(A block of data)
------------------------
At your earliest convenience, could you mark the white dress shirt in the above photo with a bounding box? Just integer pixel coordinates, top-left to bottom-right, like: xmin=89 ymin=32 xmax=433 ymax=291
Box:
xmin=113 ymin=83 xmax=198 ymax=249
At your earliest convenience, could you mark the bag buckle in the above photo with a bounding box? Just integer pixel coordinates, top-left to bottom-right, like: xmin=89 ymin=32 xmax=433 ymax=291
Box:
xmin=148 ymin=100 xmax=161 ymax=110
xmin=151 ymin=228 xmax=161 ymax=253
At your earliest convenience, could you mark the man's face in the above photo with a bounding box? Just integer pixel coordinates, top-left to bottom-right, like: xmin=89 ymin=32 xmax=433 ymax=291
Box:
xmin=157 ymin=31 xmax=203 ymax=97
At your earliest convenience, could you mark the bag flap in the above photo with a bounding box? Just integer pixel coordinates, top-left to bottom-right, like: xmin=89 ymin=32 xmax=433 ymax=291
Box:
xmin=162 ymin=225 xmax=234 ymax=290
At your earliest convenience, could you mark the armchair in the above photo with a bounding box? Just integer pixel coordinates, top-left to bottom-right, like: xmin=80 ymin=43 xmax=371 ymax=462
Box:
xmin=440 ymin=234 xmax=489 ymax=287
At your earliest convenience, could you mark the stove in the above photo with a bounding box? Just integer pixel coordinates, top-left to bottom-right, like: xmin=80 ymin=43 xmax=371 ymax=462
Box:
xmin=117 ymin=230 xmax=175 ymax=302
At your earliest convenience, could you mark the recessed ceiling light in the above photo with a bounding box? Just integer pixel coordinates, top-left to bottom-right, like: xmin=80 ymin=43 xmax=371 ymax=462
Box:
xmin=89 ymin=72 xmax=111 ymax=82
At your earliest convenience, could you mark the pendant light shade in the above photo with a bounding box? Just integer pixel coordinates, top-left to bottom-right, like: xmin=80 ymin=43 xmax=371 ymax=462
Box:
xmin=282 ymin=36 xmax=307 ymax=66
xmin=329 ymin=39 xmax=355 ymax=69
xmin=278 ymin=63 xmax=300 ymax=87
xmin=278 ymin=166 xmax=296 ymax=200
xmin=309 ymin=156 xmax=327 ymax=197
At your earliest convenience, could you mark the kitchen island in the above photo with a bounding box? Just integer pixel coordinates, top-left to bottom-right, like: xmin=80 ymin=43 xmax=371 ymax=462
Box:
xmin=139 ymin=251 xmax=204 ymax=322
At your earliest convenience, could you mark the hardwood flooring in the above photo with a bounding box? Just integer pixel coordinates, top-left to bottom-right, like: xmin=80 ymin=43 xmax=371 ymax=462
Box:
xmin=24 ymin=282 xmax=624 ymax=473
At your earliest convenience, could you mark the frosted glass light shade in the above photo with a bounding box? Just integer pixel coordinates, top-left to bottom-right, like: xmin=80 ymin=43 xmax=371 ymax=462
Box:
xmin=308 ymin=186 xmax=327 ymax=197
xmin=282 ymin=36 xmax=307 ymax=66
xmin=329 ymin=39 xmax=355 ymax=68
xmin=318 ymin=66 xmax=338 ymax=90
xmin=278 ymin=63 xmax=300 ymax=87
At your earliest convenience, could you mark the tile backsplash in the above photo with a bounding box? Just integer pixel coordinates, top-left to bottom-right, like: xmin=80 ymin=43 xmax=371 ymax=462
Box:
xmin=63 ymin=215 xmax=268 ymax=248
------------------------
_Request_: Convert the lines of the items, starting at the line that contains "At your earliest convenience, could you mark the pendant" and ending at the last line of the items, into a Markdown table with the columns "Row" and "Line". Include only those lines and omit any blank lines.

_Answer in full_:
| Row | Line |
|---|---|
| 1 | At your earliest convenience, could you mark the pendant light shade in the above photo with a bounding box? Just integer pixel coordinates, top-left to bottom-right, like: xmin=80 ymin=43 xmax=371 ymax=462 |
| 2 | Box: |
| 3 | xmin=282 ymin=36 xmax=307 ymax=66 |
| 4 | xmin=329 ymin=39 xmax=355 ymax=69 |
| 5 | xmin=278 ymin=63 xmax=300 ymax=87 |
| 6 | xmin=278 ymin=166 xmax=296 ymax=200 |
| 7 | xmin=309 ymin=156 xmax=327 ymax=197 |
| 8 | At your earliest convenience, could you mark the kitchen island in the above photo with a bounding box? Just integer pixel coordinates, top-left to bottom-right, like: xmin=80 ymin=43 xmax=371 ymax=462 |
| 9 | Box: |
| 10 | xmin=139 ymin=251 xmax=204 ymax=322 |
| 11 | At your earliest convenience, could you mark the hardwood flooring in the above photo with a bounding box? Just integer pixel coordinates, top-left to bottom-right, like: xmin=80 ymin=43 xmax=371 ymax=462 |
| 12 | Box: |
| 13 | xmin=24 ymin=282 xmax=624 ymax=473 |
| 14 | At your earliest convenience, could you mark the frosted glass light shade in the above photo with a bounding box? Just integer pixel coordinates, top-left to bottom-right, like: xmin=80 ymin=43 xmax=371 ymax=462 |
| 15 | Box: |
| 16 | xmin=308 ymin=186 xmax=327 ymax=197 |
| 17 | xmin=282 ymin=36 xmax=307 ymax=66 |
| 18 | xmin=329 ymin=39 xmax=355 ymax=68 |
| 19 | xmin=318 ymin=66 xmax=338 ymax=90 |
| 20 | xmin=278 ymin=63 xmax=300 ymax=87 |
| 21 | At your earliest convenience, could you mark the tile backsplash in the above photo with a bounding box? Just integer pixel coordinates, top-left to bottom-right, like: xmin=80 ymin=43 xmax=371 ymax=462 |
| 22 | Box: |
| 23 | xmin=63 ymin=215 xmax=268 ymax=248 |